DIRECTIONS:
[1] Answer these from the account of parallel debugging history:
(a) Which node could perform the task of showing a variable's value to the user directly?
(b) What kind of channel was each node of the first CP hypercubes given?
(c) In the modified DEBUG program, how did memory locations have to be specified?
[2] Extend the account of parallel debugging history past its last sentence.

SOURCE EXCERPT:
===

Relatively little attention was paid in the early days of parallel computers to debugging the resulting parallel programs. We developed our approaches by trial and error during our various experiments in CP, and debugging was never a major research project in CP.
In this section, we shall consider some of the history and current technology of parallel debugging, as developed by CP.
Method 1. Source Scrutiny The way one worked on the early CP machines was to compile the target code, download it to the nodes, and wait. If everything worked perfectly, results might come back. Under any other circumstances, nothing would come out. The only real way to debug was to stare at the source code.
The basic problem was that while the communication routines discussed in the previous chapter were adequate (and in some sense ideal) for the task of algorithm development, they lacked a lot in terms of debugging support. In order to ``see'' the value of a variable inside the nodes, one had to package it up into a message and then send it to the host machine. Similarly, the host code had to be modified to receive this message at the right time and format it for the user's inspection. Even then only node 0 could perform this task directly, and all the other nodes had to somehow get their data to node 0 before it could be displayed.
Given the complexity of this task it is hardly surprising that users typically stared at their source code rather than attempt it. Ironically this procedure actually tended to introduce new bugs in the process of detecting the old ones because incorrect synchronization of the messages in nodes and host would lead to the machine hanging, probably somewhere in the new debugging code rather than the location that one was trying to debug. After several hours of fooling around, one would make the painful discovery that the debugging code itself was wrong and would have to start once more.
Method 2. Serial Channels In building the first CP hypercubes, each node had been given a serial RS-232 channel. No one quite knew why this had been done, but it was pointed out that by attaching some kind of terminal, or even a PC, it might be possible to send ``print'' statements out of the back of one or more nodes.
This was quickly achieved but proved less than the dramatic improvement one would have hoped. The interface was really slow and only capable of printing simple integer values. Furthermore, one had to use it while sitting in the machine room and it was necessary to attach the serial cable from the debugging terminal to the node to be debugged-an extremely hazardous process that could cause other cables to become loose.
A modification of the process that should probably have pointed us in the right direction immediately was when the MS-DOS program DEBUG was modified for this interface. Finally, we could actually insert breakpoints in the target node code and examine memory!
Unfortunately, this too failed to become popular because of the extremely low level at which it operated. Memory locations had to be specified in hexadecimal and code could only be viewed as assembly language instructions.
A final blow to this method was that our machines still operated in ``single-user'' mode-that is, only a single user could be using the system at any one time. As a result, it was intolerable for a single individual to ``have'' the machine for a couple of hours while struggling with the DEBUG program while others were waiting.

===

[Point-based annotation data]
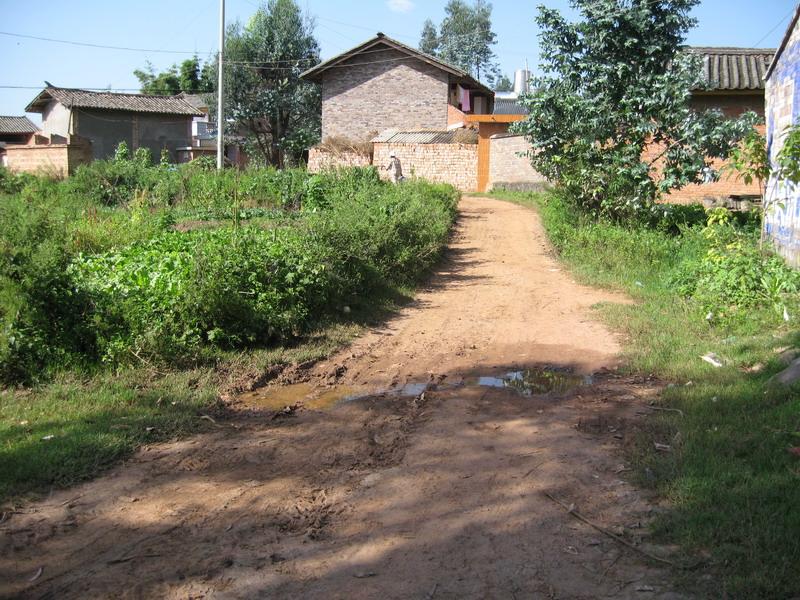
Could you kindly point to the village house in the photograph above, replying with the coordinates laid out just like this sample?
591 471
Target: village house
384 84
734 84
80 125
383 97
15 131
782 210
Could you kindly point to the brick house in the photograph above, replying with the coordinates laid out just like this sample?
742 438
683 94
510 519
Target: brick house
14 131
782 218
735 81
384 84
104 119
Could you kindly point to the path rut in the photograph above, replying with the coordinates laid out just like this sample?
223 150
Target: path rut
390 495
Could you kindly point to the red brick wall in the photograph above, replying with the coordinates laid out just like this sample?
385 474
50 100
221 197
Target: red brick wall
732 105
53 159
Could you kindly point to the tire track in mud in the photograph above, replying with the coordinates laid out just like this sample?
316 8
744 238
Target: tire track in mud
426 482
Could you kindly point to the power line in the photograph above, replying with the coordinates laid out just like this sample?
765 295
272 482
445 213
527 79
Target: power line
766 35
90 45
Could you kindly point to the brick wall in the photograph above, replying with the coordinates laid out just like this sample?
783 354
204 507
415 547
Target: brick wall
730 103
320 159
706 193
54 159
454 115
509 170
358 102
782 222
456 164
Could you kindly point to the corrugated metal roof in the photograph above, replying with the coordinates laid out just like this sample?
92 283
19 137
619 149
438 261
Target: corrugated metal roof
455 136
734 68
508 106
71 98
17 125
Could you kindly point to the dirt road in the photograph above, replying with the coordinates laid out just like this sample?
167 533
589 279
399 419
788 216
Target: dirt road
415 468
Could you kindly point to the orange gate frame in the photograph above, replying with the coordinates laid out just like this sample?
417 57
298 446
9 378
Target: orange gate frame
488 125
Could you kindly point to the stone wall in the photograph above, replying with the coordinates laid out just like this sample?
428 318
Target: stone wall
54 159
321 159
383 90
507 168
782 222
456 164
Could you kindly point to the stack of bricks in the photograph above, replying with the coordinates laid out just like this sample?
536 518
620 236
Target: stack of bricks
509 167
456 164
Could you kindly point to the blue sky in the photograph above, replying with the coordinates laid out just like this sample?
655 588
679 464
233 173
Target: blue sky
191 26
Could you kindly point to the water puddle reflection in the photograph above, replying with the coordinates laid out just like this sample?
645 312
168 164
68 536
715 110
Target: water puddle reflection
528 382
534 382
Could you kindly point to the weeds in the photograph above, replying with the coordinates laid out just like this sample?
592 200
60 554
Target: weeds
732 483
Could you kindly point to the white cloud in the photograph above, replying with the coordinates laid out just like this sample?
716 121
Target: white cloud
400 5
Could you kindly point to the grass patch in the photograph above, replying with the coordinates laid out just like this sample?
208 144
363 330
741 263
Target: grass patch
733 486
118 327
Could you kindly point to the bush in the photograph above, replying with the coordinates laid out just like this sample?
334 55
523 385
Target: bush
83 281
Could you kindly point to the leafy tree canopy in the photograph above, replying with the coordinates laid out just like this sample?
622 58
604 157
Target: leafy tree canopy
190 76
429 40
264 95
465 38
614 82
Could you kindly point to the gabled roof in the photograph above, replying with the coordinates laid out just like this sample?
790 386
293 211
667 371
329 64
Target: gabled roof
784 42
199 101
738 69
72 98
315 73
508 106
17 125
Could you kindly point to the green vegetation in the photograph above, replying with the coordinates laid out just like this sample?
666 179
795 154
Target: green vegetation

===

RESPONSE LIST:
[1]
(a) Node 0
(b) A serial RS-232 channel
(c) In hexadecimal

[2]
Method 3. Cubix As has been described in the previous section on communication systems, the advent of the Cubix programming style brought a significant improvement to the life of the parallel code developer. For the first time, any node could print out its data values, not using some obscure and arcane functions but with normal printf and WRITE statements. To this extent, debugging parallel programs really did become as simple as debugging sequential ones.
Using this method took us out of the stone age: Each user would generate huge data files containing the values of all the important data and then go to work with a pocket calculator to see what went wrong.
Method 4. Help from the Manufacturer The most significant advance in debugging technology, however, came with the first nCUBE machine. This system embodied two important advances:
The ``real'' kernel was a mixed blessing. As has been pointed out previously, we didn't really need most of its resources and resented the fact that the kernel imposed a message latency almost ten times that of the basic hardware. On the other hand, it supported real debugging capabilities.
Unfortunately, the system software supplied with the nCUBE hadn't made much more progress in this direction than we had with our ``DEBUG'' program. The debugger expected to see addresses in hex and displayed code as assembly instructions. Single stepping was only possible at the level of a single machine instruction.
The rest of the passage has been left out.